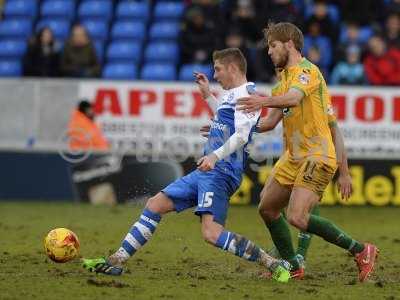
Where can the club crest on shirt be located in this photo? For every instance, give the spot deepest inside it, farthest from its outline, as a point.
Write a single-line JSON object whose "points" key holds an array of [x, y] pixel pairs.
{"points": [[304, 78]]}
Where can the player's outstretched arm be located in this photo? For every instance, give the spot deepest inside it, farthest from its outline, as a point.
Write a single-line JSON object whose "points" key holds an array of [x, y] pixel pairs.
{"points": [[344, 179], [270, 121], [256, 102], [204, 88]]}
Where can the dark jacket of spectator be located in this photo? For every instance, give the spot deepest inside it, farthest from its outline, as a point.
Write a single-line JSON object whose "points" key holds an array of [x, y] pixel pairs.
{"points": [[42, 58], [79, 55], [197, 39], [350, 71], [382, 66]]}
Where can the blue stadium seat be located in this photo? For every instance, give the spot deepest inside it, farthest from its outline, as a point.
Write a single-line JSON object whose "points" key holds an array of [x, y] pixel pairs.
{"points": [[323, 44], [99, 47], [164, 31], [124, 51], [133, 10], [365, 32], [10, 68], [333, 12], [97, 30], [59, 27], [15, 28], [186, 71], [162, 52], [101, 9], [58, 8], [158, 71], [120, 71], [128, 30], [12, 48], [168, 10], [20, 8]]}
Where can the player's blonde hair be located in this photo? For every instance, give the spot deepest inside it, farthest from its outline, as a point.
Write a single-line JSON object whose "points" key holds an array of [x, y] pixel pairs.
{"points": [[231, 55], [284, 32]]}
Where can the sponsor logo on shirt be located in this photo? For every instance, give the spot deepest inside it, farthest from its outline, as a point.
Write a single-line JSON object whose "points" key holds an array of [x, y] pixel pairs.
{"points": [[304, 78]]}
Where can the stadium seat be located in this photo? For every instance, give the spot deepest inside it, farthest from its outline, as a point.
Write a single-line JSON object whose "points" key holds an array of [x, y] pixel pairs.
{"points": [[12, 48], [58, 8], [124, 51], [323, 44], [333, 12], [20, 8], [15, 28], [128, 30], [158, 71], [101, 9], [186, 71], [97, 30], [168, 10], [120, 71], [162, 52], [133, 10], [164, 31], [99, 47], [59, 27], [10, 68]]}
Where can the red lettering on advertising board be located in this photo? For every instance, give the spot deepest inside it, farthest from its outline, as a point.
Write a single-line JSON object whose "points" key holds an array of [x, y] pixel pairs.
{"points": [[106, 100], [361, 108], [171, 102], [140, 98], [396, 109]]}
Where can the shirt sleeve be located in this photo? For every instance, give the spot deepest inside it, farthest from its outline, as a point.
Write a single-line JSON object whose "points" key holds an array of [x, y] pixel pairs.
{"points": [[330, 112], [304, 80]]}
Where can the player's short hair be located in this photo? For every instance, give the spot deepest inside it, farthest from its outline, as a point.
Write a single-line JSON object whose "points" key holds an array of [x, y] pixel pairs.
{"points": [[284, 32], [231, 55]]}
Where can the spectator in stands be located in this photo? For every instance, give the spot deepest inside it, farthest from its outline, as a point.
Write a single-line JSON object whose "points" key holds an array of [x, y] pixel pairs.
{"points": [[243, 14], [350, 71], [320, 15], [314, 55], [79, 58], [351, 37], [365, 12], [392, 30], [281, 11], [197, 39], [42, 58], [319, 45], [83, 132], [382, 64], [235, 39]]}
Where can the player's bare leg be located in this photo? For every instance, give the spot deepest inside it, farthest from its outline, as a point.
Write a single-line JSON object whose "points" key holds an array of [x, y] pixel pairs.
{"points": [[274, 197], [138, 235], [238, 245], [301, 202]]}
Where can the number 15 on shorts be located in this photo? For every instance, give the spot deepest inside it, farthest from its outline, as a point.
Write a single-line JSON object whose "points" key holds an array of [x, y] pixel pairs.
{"points": [[206, 199]]}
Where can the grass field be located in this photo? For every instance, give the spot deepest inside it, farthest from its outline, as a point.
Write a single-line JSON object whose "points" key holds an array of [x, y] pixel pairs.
{"points": [[177, 264]]}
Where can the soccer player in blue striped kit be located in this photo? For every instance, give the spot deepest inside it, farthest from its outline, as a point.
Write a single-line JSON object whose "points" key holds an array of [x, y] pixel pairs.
{"points": [[210, 186]]}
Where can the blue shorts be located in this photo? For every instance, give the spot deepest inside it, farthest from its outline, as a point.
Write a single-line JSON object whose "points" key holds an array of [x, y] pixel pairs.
{"points": [[209, 191]]}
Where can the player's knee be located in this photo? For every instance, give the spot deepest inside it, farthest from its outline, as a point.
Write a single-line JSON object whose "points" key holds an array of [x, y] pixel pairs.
{"points": [[159, 204], [210, 235], [298, 221], [266, 214]]}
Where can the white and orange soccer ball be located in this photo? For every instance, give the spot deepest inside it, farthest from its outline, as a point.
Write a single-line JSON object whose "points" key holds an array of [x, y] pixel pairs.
{"points": [[61, 245]]}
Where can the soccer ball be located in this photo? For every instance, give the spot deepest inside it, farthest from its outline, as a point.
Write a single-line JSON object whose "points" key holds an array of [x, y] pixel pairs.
{"points": [[61, 245]]}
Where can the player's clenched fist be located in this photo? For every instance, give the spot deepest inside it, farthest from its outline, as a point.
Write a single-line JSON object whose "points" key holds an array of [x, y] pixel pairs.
{"points": [[207, 163], [203, 83]]}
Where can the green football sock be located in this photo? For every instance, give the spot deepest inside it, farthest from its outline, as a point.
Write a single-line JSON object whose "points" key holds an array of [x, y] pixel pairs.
{"points": [[331, 233], [280, 234], [304, 238]]}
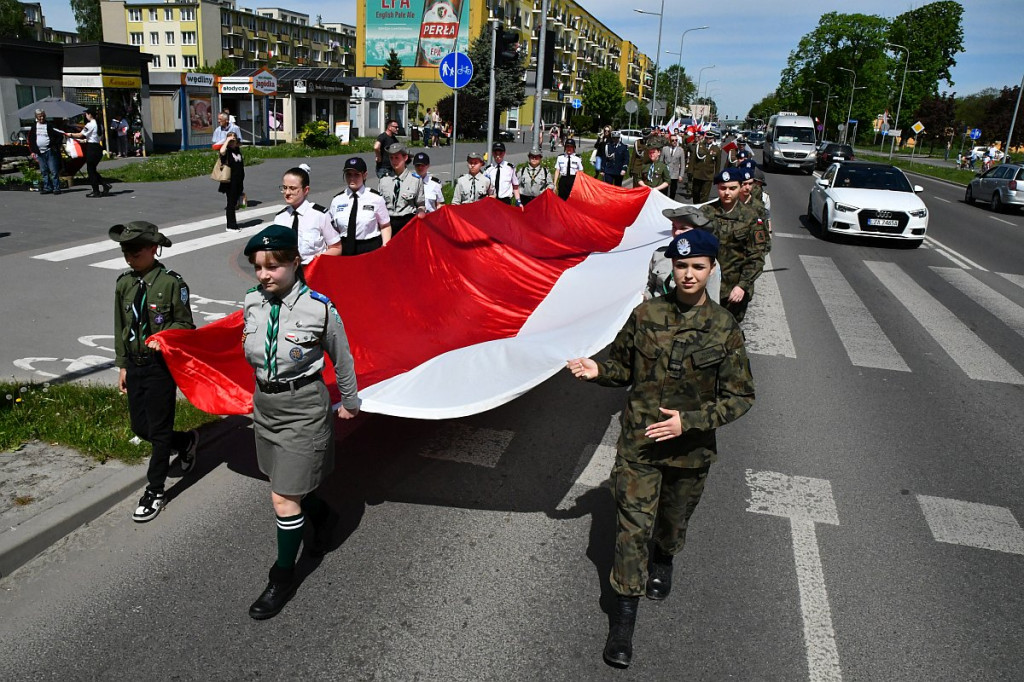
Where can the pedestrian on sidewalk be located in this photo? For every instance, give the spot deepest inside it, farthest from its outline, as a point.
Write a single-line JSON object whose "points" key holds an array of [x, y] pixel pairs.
{"points": [[150, 298], [230, 156], [684, 357], [288, 328]]}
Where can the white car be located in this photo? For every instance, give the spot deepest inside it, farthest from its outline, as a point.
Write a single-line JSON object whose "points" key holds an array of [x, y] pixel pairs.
{"points": [[868, 200]]}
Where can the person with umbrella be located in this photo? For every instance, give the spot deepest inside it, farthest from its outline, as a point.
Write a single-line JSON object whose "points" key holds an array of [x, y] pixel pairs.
{"points": [[45, 142]]}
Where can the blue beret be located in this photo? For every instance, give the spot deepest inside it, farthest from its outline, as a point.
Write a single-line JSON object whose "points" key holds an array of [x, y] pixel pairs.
{"points": [[274, 238], [693, 243]]}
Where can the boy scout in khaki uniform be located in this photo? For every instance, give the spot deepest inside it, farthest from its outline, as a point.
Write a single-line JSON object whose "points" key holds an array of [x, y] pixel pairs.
{"points": [[684, 357], [150, 298]]}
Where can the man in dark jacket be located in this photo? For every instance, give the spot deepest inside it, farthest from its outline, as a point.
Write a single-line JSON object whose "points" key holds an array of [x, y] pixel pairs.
{"points": [[45, 142], [615, 161]]}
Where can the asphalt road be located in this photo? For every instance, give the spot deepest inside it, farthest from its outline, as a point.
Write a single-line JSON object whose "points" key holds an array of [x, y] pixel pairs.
{"points": [[861, 523]]}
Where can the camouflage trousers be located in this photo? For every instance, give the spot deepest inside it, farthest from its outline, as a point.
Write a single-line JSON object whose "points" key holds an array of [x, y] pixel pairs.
{"points": [[651, 502]]}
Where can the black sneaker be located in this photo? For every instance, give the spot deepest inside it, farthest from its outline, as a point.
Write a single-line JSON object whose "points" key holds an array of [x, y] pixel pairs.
{"points": [[186, 457], [148, 506]]}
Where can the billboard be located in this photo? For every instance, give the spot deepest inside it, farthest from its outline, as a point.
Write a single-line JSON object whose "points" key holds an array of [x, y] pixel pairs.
{"points": [[421, 32]]}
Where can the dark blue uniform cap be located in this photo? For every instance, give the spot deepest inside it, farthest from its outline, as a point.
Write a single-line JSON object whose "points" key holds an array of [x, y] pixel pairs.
{"points": [[274, 238], [693, 243], [355, 163]]}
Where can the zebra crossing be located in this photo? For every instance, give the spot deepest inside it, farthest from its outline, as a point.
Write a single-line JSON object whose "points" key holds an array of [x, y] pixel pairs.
{"points": [[850, 316]]}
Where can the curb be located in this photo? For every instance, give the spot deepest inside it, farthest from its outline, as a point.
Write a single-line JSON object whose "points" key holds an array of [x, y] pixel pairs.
{"points": [[24, 543]]}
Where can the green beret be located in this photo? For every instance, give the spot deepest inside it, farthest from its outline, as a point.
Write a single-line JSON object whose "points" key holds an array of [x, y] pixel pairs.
{"points": [[274, 238], [137, 232]]}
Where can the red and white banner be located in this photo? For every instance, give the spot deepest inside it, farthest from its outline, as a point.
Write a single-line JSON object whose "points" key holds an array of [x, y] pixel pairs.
{"points": [[467, 308]]}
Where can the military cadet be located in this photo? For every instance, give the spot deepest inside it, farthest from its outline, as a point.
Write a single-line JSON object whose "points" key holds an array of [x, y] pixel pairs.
{"points": [[402, 190], [287, 329], [684, 359], [150, 298], [474, 185], [742, 243], [704, 159], [534, 177], [432, 195], [684, 218], [504, 182], [567, 166], [655, 173], [358, 213], [311, 222]]}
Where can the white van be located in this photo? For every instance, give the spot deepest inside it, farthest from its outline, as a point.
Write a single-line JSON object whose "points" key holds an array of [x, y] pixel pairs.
{"points": [[790, 142]]}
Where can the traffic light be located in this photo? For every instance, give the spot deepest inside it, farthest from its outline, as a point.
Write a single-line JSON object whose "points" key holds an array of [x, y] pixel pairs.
{"points": [[507, 47]]}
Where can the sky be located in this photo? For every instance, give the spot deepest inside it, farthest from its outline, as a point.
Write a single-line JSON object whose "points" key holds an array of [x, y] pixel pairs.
{"points": [[750, 43]]}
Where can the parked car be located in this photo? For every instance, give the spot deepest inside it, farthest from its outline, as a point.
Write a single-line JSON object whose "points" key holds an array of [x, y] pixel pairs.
{"points": [[868, 200], [1001, 186], [834, 152]]}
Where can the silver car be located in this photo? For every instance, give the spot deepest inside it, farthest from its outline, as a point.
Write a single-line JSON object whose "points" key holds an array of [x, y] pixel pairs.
{"points": [[1000, 186]]}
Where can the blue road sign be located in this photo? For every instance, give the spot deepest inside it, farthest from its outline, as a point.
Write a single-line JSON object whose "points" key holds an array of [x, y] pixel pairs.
{"points": [[456, 70]]}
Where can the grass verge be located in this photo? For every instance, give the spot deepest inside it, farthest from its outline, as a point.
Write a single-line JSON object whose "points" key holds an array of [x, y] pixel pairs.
{"points": [[91, 419]]}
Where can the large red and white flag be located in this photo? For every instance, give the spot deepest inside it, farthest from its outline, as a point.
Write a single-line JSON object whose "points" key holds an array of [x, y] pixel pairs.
{"points": [[467, 308]]}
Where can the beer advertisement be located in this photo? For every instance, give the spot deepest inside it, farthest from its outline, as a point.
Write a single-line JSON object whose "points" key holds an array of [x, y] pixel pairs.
{"points": [[421, 32]]}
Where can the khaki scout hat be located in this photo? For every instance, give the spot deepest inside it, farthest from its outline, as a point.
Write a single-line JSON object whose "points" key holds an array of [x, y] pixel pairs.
{"points": [[138, 232], [691, 215]]}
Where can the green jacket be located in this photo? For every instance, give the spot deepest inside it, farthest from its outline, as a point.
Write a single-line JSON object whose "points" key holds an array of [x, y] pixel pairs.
{"points": [[742, 245], [690, 358], [166, 307]]}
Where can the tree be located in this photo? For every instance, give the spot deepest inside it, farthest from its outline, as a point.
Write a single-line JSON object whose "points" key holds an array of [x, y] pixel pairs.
{"points": [[12, 19], [223, 67], [392, 68], [603, 95], [90, 25]]}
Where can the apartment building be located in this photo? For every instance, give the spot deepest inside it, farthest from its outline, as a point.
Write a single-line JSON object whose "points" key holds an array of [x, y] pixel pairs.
{"points": [[181, 35]]}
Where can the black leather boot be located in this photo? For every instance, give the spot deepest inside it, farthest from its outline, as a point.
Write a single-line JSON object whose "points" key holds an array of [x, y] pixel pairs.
{"points": [[278, 592], [659, 576], [619, 648]]}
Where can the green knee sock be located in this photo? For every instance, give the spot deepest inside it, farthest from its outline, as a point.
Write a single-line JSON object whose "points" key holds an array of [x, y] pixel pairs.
{"points": [[289, 539]]}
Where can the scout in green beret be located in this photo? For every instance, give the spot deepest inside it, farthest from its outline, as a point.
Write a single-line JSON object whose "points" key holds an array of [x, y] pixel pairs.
{"points": [[287, 329], [150, 298]]}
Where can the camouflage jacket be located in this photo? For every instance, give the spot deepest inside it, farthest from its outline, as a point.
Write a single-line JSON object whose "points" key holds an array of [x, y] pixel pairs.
{"points": [[690, 358], [742, 245]]}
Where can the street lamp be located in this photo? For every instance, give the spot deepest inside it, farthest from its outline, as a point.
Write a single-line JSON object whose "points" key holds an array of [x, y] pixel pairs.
{"points": [[657, 56], [824, 119], [679, 64]]}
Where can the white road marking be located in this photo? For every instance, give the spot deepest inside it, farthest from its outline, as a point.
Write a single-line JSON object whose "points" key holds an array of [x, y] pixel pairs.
{"points": [[185, 247], [988, 298], [459, 442], [766, 327], [863, 339], [805, 502], [934, 242], [972, 354], [972, 524], [595, 464], [109, 245]]}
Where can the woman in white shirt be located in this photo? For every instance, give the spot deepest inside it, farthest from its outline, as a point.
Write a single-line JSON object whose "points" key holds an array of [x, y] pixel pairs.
{"points": [[93, 153]]}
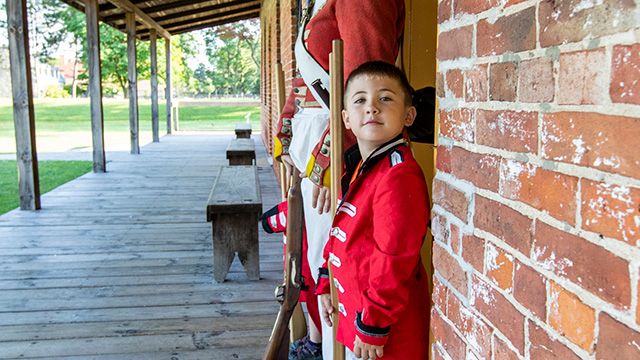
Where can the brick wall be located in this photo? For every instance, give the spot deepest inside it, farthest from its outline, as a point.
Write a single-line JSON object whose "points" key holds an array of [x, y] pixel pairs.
{"points": [[536, 214]]}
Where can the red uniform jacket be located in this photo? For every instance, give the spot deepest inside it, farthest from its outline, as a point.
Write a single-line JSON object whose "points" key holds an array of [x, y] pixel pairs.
{"points": [[374, 251], [371, 30]]}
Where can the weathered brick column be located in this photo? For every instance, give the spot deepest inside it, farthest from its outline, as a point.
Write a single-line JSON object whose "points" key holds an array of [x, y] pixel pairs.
{"points": [[536, 213]]}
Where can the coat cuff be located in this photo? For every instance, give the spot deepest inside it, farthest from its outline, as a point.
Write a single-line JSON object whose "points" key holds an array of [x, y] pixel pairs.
{"points": [[323, 286], [371, 334]]}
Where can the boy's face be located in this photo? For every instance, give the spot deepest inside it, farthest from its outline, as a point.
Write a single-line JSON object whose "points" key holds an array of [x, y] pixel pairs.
{"points": [[375, 110]]}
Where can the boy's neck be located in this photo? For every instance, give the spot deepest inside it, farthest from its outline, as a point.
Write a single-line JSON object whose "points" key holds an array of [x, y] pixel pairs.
{"points": [[366, 149]]}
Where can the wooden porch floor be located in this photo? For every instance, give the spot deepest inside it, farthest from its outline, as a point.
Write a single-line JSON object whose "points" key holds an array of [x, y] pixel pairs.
{"points": [[118, 265]]}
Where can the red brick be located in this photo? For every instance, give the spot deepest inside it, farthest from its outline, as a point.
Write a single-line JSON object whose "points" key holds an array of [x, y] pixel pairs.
{"points": [[454, 234], [444, 335], [455, 44], [571, 317], [440, 85], [625, 72], [473, 6], [503, 81], [611, 210], [616, 338], [499, 265], [439, 295], [443, 159], [457, 124], [502, 351], [476, 84], [545, 190], [449, 268], [451, 199], [444, 11], [586, 264], [439, 228], [455, 82], [560, 23], [511, 33], [480, 169], [605, 142], [536, 80], [543, 347], [473, 251], [503, 222], [509, 130], [582, 79], [474, 330], [530, 289], [502, 314]]}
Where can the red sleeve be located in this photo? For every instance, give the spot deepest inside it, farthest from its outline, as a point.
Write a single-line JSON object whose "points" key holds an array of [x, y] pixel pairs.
{"points": [[370, 30], [399, 226]]}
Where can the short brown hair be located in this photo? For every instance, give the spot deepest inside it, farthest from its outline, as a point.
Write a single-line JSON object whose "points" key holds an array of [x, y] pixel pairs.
{"points": [[381, 68]]}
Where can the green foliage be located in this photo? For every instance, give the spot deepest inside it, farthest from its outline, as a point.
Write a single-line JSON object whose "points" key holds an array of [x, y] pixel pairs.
{"points": [[52, 175]]}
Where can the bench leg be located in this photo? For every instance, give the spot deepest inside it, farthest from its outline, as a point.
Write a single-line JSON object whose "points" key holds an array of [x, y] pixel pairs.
{"points": [[223, 252], [231, 233], [248, 251]]}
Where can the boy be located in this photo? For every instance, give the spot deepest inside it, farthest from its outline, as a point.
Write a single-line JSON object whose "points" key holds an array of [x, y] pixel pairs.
{"points": [[378, 230]]}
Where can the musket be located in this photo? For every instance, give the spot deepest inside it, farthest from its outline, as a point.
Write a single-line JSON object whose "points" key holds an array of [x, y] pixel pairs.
{"points": [[278, 346], [336, 71]]}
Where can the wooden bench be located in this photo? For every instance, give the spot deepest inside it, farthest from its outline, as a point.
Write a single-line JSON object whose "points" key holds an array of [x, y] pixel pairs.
{"points": [[243, 131], [233, 209], [241, 152]]}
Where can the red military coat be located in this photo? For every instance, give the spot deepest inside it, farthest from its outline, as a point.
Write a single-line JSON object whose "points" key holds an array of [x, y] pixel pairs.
{"points": [[371, 30], [374, 251]]}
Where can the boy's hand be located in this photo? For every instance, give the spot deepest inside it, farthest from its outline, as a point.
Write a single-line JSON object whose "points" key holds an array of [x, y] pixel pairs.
{"points": [[327, 308], [321, 199], [366, 351], [288, 165]]}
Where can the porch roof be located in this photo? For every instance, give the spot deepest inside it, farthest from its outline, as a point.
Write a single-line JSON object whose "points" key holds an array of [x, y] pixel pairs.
{"points": [[171, 17]]}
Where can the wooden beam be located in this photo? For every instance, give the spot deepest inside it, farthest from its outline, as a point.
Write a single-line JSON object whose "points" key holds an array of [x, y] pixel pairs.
{"points": [[204, 25], [167, 90], [127, 6], [154, 85], [23, 115], [133, 86], [95, 86]]}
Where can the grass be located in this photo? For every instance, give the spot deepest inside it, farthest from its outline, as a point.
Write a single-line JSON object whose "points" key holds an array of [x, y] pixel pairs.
{"points": [[52, 175], [64, 124]]}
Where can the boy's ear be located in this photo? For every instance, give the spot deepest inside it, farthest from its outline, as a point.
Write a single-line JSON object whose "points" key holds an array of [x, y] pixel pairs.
{"points": [[411, 116], [345, 119]]}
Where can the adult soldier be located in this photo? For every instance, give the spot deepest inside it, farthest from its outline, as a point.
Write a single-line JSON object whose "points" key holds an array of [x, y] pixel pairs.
{"points": [[371, 30]]}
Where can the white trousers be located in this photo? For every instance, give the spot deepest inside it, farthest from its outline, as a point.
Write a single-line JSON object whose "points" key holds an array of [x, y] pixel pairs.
{"points": [[307, 127]]}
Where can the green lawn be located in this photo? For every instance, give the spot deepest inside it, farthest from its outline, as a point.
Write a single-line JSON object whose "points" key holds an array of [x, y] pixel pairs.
{"points": [[64, 124], [52, 175]]}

◆ STATED TASK ◆
Reproduce the listing above exactly from the line containing "Where can the boy's ear" through its last line, with both of those lines included.

◆ TASK OUTPUT ◆
Where can the boy's ear be located in this photo? For every instance, give the spot deepest inside it, farthest from its outline, as a point.
Write a single-line JSON object whose "points" key holds an array of [x, y] pixel pairs.
{"points": [[411, 116], [345, 119]]}
Where can the adult soldier be located in this photo? For every instance, give the spot deepest inside it, farthest from its outline, as a point.
Write a single-line JSON object whose "points" key holds an array of [x, y] pixel pairs.
{"points": [[371, 30]]}
Where can the white trousers be located in this photo? For every instance, give the spot deepest inside it, farthest from its outline, as a point.
Write a single-line JSON object whose "points" key holds an array of [x, y] pixel pairs.
{"points": [[307, 127]]}
Where can the green lawn be located in this photo? For every instance, give the spot deepest inside it, farthest from its outline, as a point.
Write a single-line JSON object whose "points" key holds an array of [x, y] pixel pairs.
{"points": [[64, 124], [52, 175]]}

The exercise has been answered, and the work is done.